• **ARTIGO**:
Mas deixemos os Haiku e falemos da memória, o repositório que une sensações e emoções, e as transforma no todo único que permite que uma pessoa e a sua consciência de ser se revelam como tal: um todo único.
Não havendo memória não haveria tal consciência, mas antes a permanente inquietação do que se é, onde se situa o centro ( ou o fio, como no colar de contas) que nos define e garante que somos o que somos e não um esparso conjunto de sensações ou emoções de fragmentação e deriva.
A Fractura que esta desconexão indicia é própria da modernidade e dos cultores da poesia ou prosa do século XX ( o mesmo se dá na Arte) sobretudo com as teorias e práticas modernistas do início do século.
O poeta do modernismo interroga, perplexo, a sua consciência:
Vamos a Fernando Pessoa, num dos primeiros ciclos, datados de 1913:
ALÉM-DEUS
I / ABISMO
Olho o Tejo, e de tal arte
Que me esquece olhar olhando,
E súbito isto me bate
De encontro ao devaneando -
O que é ser-rio, e correr?
O que é está-lo eu a ver?

Sinto de repente pouco,
Vácuo, o momento, o lugar.
Tudo de repente é ôco -
Mesmo o meu estar a pensar.
Tudo - eu e o mundo em redor -
Fica mais que exterior.

Perde tudo o ser, ficar,
E do pensar se me some.
Fico sem poder ligar
Ser, ideia, alma de nome,
A mim, à terra e aos céus...

E súbito encontro Deus.

A primeira estrofe é da maior importância, no poema: ali o poeta se interroga sobre o que é ser, e a interrogação do ser -do-rio o levará à interrogação e consciência de si próprio.
Caído num ôco em que o ser se perde, num vazio de sentimento e pensamento que o torna alheio a si e ao mundo em redor, é nesse adormecimento, nessa sombra, nesse escuro de alma que virá a descobrir Deus.
Mas não ficamos com a certeza que o mais importante tenha sido a descoberta de Deus , pois o resto do poema não mais se debruçará sobre a experiência transcendente que a exclamação anterior figura.
Pelo contrário, o mais importante é, por um lado, a interrogação do real ( o rio) e por outro o esvaziamento de alma, como na experiência do Nirvâna budista - esvaziamento que abre as portas do dizer do inconsciente.
Alguns falariam de descida ao inconsciente e natural expressão de imagens próximas das imagens oníricas, as produzidas nos sonhos e de que nem sempre nos lembramos.
A descida permite que elas se façam lembrar, e a descida não é mais do que um esvaziamento da consciência que favorece que novas formas surjam.
A esta conclusão nos leva a Quinta Parte do poema, em que já para além do Além- Deus do título do ciclo, se penetra no imaginário surreal próprio do sono e do sonho, mas mantendo, como estrutura funda a interrogação:
V / BRAÇO SEM CORPO BRANDINDO UM GLÁDIO
Entre a árvore e o vê-la
Onde está o sonho?
Que arco da ponte mais vela
Deus?...E eu não fico tristonho
Por não saber se a curva da ponte
É a curva do horizonte...

Entre o que vive e a vida
Pra que lado corre o rio?
Árvore de folhas vestida -
Entre isso e Árvore há fio?

• **LISTA DE DADOS**:
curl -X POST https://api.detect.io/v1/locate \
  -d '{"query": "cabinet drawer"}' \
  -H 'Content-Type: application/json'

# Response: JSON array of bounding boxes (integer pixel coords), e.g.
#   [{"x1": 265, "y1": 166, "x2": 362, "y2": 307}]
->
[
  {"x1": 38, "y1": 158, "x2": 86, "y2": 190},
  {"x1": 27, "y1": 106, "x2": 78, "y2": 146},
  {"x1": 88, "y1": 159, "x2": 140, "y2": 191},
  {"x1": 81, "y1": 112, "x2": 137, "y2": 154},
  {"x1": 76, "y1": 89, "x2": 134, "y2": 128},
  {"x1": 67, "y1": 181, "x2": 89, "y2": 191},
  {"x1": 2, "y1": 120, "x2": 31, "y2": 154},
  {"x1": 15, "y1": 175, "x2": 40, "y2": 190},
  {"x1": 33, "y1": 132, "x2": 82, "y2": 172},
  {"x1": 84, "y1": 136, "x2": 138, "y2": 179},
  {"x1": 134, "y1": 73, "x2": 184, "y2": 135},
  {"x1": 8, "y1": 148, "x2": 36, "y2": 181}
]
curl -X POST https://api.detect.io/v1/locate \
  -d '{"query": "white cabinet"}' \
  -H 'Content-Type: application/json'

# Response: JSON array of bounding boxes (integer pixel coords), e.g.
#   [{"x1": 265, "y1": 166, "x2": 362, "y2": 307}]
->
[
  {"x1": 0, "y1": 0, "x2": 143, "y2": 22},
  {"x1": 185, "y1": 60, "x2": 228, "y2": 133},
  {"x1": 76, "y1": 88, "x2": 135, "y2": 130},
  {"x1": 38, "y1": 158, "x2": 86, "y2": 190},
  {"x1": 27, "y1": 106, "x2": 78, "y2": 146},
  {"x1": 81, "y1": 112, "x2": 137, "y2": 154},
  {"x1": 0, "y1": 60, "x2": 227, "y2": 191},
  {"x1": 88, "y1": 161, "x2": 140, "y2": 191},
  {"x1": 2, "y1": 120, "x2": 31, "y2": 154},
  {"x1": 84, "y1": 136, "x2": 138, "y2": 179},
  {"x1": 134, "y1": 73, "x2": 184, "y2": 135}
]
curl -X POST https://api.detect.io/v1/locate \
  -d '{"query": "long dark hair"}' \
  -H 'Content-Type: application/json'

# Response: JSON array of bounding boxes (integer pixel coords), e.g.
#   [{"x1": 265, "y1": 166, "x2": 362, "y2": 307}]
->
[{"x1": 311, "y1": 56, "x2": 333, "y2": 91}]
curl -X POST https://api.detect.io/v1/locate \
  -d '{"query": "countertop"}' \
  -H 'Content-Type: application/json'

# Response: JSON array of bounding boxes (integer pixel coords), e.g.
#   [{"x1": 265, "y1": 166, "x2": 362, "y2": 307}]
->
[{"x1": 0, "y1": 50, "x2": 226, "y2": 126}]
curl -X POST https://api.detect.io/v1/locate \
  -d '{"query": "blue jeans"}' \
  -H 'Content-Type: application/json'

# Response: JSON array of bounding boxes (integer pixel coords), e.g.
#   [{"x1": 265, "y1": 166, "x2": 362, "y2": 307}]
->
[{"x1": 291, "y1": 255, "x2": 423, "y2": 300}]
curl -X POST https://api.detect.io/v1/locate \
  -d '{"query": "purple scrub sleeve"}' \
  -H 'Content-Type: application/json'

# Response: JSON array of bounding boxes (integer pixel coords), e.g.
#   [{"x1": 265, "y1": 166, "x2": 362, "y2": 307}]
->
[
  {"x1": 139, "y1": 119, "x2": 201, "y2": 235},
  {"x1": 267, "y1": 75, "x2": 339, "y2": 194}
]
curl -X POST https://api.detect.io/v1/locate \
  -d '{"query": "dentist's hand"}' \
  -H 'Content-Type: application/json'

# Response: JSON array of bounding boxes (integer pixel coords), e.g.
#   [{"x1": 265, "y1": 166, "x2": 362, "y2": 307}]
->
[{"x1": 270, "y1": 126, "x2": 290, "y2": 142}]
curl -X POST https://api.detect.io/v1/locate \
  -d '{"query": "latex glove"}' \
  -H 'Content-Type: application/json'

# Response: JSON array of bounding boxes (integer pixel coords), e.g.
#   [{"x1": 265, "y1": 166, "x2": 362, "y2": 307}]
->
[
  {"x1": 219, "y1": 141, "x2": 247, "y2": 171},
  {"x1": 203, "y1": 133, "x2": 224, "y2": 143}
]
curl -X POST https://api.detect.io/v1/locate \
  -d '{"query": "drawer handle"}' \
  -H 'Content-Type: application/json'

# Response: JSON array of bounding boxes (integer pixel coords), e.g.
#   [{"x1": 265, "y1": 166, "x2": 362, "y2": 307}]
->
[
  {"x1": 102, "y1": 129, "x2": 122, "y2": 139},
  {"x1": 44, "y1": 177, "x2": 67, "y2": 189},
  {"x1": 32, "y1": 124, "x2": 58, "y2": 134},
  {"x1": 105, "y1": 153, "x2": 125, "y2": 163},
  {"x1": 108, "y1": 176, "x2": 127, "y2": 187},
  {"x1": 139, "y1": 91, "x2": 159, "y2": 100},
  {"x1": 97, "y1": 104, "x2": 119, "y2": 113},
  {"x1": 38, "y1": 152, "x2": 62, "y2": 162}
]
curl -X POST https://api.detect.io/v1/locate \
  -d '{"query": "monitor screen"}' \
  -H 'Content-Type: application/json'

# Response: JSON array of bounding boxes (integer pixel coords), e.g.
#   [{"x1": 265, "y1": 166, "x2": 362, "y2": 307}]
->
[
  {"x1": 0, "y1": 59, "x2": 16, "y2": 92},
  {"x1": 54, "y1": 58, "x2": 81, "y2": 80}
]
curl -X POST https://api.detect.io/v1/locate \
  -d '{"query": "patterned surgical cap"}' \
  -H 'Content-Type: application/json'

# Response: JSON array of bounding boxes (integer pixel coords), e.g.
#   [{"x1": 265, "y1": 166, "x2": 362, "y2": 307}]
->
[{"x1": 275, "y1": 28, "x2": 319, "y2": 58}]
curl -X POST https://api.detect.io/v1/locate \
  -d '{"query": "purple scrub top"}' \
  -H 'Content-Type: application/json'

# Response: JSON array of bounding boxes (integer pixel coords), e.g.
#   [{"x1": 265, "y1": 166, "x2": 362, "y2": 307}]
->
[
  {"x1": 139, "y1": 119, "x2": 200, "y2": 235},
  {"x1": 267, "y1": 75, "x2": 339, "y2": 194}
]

• **PEDIDO ESCRITO 1**:
Segundo o artigo sobre o poema de Fernando Pessoa, por que não ficamos com a certeza de que a descoberta de Deus seja o mais importante no poema? Explique em uma a três frases.
• **PEDIDO ESCRITO 2**:
Prossiga o artigo sobre o poema de Fernando Pessoa a partir do ponto em que ele termina.

• **RESPOSTA DO EXERCÍCIO 1**:
Porque o resto do poema não volta a se debruçar sobre a experiência transcendente que a exclamação "E súbito encontro Deus" figura. Por isso, para o artigo, o mais importante é a interrogação do real, o rio, e o esvaziamento da alma, que abre as portas do dizer do inconsciente.

• **RESPOSTA DO EXERCÍCIO 2**:
Pombas voando - o pombal
Está-lhe sempre à direita, ou é real?

Deus é um grande intervalo,
Mas entre quê e quê?...
Entre o que digo e o que calo
Existo?
Quem é que me vê?
Erro-me...E o pombal elevado
Está em tôrno da pomba, ou de lado?

O gládio de um braço sem corpo é a figuração de uma racionalidade aguda, cortante, que separa os dois níveis de uma psique ( de um Eu ) em fractura, a consciência e o inconsciente (o sonho que dele emana);haverá fio - isto é, ligação- entre o ser e o ter a consciência de que se é? Ou está perdido, de momento ou mesmo para sempre, o elo que ligaria o poeta à eterna Cadeia de Ser de que nos fala Arthur O. Lovejoy, em The Great Chain of Being?Para existir é necessário ser visto? E por quem, senão pelo próprio ( a sua consciência) na contemplação do espelho dos seus sonhos ( o seu inconsciente)?
Fala o poeta da "escada absoluta sem degraus" numa estrofe anterior: os degraus só poderiam ser construções, reconstruções, das "contas" do colar da memória.
Sem memória como haveria interrogação possível?
E como se poderia pressentir ausência ou existência de consciência, de Deus, do mundo (o rio, a árvore, o pombal com a sua pomba) ou de nós mesmos?
A Princesa do Japão evoca, nos seus poemas, as memórias com que ficou ao retirar-se para um convento, do seu amor perdido: memórias de lágrimas, esperanças, alegrias e tristezas; Pessoa procura transgressões, com a desmultiplicação heteronímica, mas regressará sempre a si mesmo, recuperando as contas do seu colar oculto de memórias antigas.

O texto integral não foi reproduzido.